** start Input data **
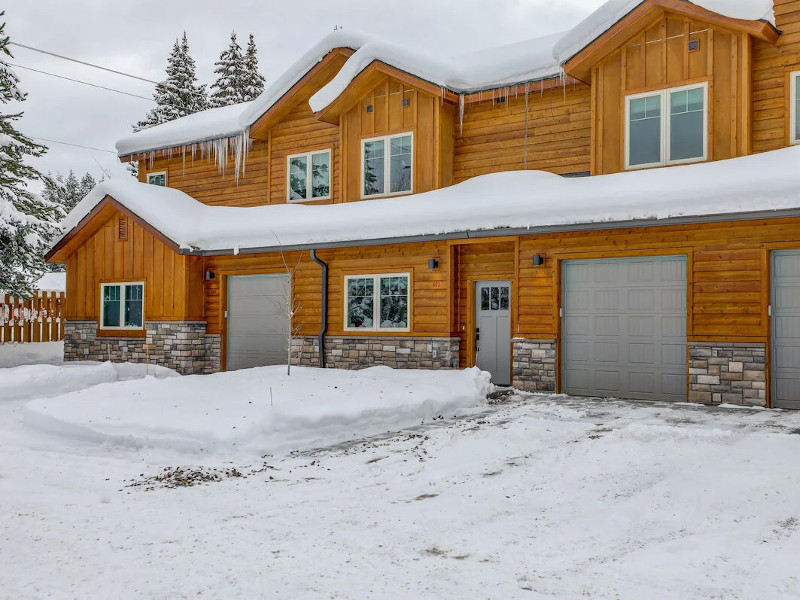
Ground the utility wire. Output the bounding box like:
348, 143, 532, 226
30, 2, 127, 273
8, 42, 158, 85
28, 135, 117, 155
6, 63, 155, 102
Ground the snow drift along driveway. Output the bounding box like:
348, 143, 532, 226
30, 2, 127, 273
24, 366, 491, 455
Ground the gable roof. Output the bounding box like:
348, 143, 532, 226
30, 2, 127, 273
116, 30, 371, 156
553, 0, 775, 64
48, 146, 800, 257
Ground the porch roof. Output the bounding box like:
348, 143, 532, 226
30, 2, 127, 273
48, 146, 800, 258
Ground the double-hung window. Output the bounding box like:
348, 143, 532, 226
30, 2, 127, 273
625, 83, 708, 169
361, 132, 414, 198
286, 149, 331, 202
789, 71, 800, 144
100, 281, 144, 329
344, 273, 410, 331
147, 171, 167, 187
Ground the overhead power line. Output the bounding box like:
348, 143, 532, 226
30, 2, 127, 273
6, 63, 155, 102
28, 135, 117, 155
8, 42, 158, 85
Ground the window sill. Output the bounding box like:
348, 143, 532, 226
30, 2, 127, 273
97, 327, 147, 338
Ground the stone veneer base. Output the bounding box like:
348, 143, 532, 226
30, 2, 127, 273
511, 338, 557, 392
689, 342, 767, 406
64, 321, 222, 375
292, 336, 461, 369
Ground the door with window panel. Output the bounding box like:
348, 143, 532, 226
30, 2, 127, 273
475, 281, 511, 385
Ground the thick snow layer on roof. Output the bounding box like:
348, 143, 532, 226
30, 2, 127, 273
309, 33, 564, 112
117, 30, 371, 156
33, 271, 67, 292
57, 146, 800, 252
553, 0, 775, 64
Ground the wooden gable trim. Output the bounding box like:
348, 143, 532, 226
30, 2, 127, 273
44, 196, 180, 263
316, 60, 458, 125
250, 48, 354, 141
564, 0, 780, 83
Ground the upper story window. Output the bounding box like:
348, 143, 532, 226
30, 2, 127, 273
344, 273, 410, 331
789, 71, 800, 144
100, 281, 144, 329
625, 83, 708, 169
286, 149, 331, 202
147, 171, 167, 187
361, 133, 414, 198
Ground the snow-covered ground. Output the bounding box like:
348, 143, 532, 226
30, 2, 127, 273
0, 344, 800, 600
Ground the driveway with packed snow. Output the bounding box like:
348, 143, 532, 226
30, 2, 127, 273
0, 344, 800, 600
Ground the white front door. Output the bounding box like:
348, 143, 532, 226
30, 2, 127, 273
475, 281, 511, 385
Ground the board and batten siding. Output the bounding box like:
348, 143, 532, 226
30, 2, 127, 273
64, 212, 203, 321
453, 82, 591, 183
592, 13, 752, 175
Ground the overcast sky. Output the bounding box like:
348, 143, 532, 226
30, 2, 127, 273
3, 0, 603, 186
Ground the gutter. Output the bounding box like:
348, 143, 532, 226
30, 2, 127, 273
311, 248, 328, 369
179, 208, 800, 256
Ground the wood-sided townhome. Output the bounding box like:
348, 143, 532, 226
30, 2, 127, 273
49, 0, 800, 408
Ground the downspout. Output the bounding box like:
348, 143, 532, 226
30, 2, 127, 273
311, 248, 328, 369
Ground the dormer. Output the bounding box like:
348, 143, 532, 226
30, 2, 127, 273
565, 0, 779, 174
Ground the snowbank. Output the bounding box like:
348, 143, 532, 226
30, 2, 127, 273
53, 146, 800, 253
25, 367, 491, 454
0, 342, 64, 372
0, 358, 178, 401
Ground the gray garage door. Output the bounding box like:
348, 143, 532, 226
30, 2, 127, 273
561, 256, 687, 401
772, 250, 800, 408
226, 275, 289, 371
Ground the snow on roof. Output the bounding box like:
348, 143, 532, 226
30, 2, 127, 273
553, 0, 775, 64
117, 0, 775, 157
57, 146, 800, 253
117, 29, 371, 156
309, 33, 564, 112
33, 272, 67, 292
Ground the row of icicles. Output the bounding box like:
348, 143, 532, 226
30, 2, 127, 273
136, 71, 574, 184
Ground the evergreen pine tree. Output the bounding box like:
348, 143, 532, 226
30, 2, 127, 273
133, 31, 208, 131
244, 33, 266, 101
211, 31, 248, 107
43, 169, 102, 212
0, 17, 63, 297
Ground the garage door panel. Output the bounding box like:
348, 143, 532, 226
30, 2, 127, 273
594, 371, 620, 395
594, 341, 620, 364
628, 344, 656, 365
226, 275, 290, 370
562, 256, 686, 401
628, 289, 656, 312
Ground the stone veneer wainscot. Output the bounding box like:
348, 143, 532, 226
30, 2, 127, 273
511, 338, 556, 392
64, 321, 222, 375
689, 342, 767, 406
** end Input data **
Written instruction. Copy out every one of the lines above word for word, but leave out the pictures.

Full answer.
Ground the utility wire. Output the bounding box like:
348, 143, 532, 226
30, 2, 127, 273
8, 42, 158, 85
28, 135, 117, 155
6, 63, 155, 102
Ground the snow drift along driveway. Output the bounding box like:
348, 143, 532, 226
30, 2, 127, 273
24, 366, 491, 455
Ground the gable roof. Output the bounding box like:
348, 143, 532, 226
30, 2, 127, 273
116, 30, 371, 156
553, 0, 775, 64
48, 146, 800, 257
Ground the porch roof. Output the bounding box like:
348, 143, 532, 226
30, 2, 127, 273
48, 146, 800, 258
Ground the double-hung window. Output the bounding box like:
348, 143, 532, 226
30, 2, 127, 273
625, 83, 708, 169
361, 132, 414, 198
286, 149, 331, 202
789, 71, 800, 144
100, 281, 144, 329
344, 273, 410, 331
147, 171, 167, 187
Ground the overhead power line. Output the bounding box like:
348, 143, 532, 226
30, 2, 127, 273
6, 63, 155, 102
28, 135, 117, 155
8, 42, 158, 85
Ground the window sill. Output the bounding box like:
348, 143, 532, 226
30, 2, 127, 273
97, 327, 147, 338
Ground the stone veneer base. Output the bounding box like:
348, 143, 532, 226
30, 2, 127, 273
511, 338, 557, 392
689, 342, 767, 406
64, 321, 222, 375
292, 336, 461, 369
Ground the door with window panel. Output the bounding box like:
348, 143, 532, 226
30, 2, 127, 273
475, 281, 511, 385
Ground the thick snow layer on roof. Output the bounding box like:
348, 143, 532, 226
30, 2, 127, 273
309, 33, 564, 112
117, 30, 371, 156
33, 271, 67, 292
57, 146, 800, 252
553, 0, 775, 64
Ground the wooden gable trim. Output the bounding box like:
348, 143, 532, 226
30, 2, 127, 273
44, 196, 180, 263
316, 60, 458, 125
250, 48, 354, 141
564, 0, 780, 83
Ground the upper story window. Output the bounding box like:
348, 143, 532, 226
30, 2, 127, 273
344, 273, 410, 331
789, 71, 800, 144
100, 281, 144, 329
625, 83, 708, 169
286, 149, 331, 202
147, 171, 167, 187
361, 133, 414, 198
Ground the snow-covered ground. Output the bounding box like:
348, 143, 532, 226
30, 2, 127, 273
0, 344, 800, 600
Ground the driveway with packed snow. Output the bounding box like:
348, 143, 532, 226
30, 2, 127, 273
0, 344, 800, 600
Ground the white front door. Output the bounding box like:
348, 143, 532, 226
30, 2, 127, 273
475, 281, 511, 385
Ground the board and batten siding. Output the bounding box like:
348, 143, 532, 226
30, 2, 127, 273
64, 212, 203, 321
453, 82, 591, 183
592, 13, 752, 175
Ground the overcast sky. Output the bounding box like:
348, 143, 532, 226
30, 2, 127, 273
3, 0, 603, 186
Ground the gutter. Output the bounding box like:
348, 143, 532, 226
30, 2, 127, 273
311, 248, 328, 369
179, 208, 800, 256
Ground the wood-sided townhome. Output the bounding box like:
348, 143, 532, 226
30, 2, 127, 273
49, 0, 800, 408
Ground the downspout. Output the bounding box like:
348, 143, 532, 226
30, 2, 127, 273
311, 248, 328, 369
Ground the dormer. Output the bounding box like:
348, 143, 532, 226
30, 2, 127, 273
565, 0, 779, 174
Ground the snowbank. Output the bounding box like:
348, 143, 532, 226
30, 2, 127, 273
53, 146, 800, 253
25, 367, 491, 454
0, 342, 64, 372
0, 358, 178, 401
Ground the gray garage door. Output the bounding box like:
348, 143, 532, 226
30, 2, 127, 273
561, 256, 687, 401
772, 250, 800, 408
226, 275, 289, 371
Ground the snow on roof. Output the bounding box like:
348, 143, 532, 226
30, 2, 127, 273
553, 0, 775, 64
117, 0, 775, 157
57, 146, 800, 253
117, 29, 371, 156
309, 33, 564, 112
33, 272, 67, 292
Ground the row of icicles. Output the bounding box like:
348, 143, 532, 226
30, 2, 127, 273
136, 71, 574, 184
Ground the evergreen pine tree. Output the bounding box like:
348, 143, 532, 226
30, 2, 127, 273
133, 31, 208, 131
244, 33, 266, 101
211, 31, 248, 107
43, 169, 102, 212
0, 17, 63, 297
Ground the garage door panel. Output the bounding box like:
348, 143, 532, 226
30, 2, 127, 273
594, 371, 620, 395
594, 341, 620, 364
628, 344, 656, 365
226, 275, 290, 370
562, 256, 686, 401
628, 289, 656, 312
Ground the stone veneer wainscot. Output the bounding box like:
348, 143, 532, 226
30, 2, 127, 273
511, 338, 556, 392
64, 321, 222, 375
689, 342, 767, 406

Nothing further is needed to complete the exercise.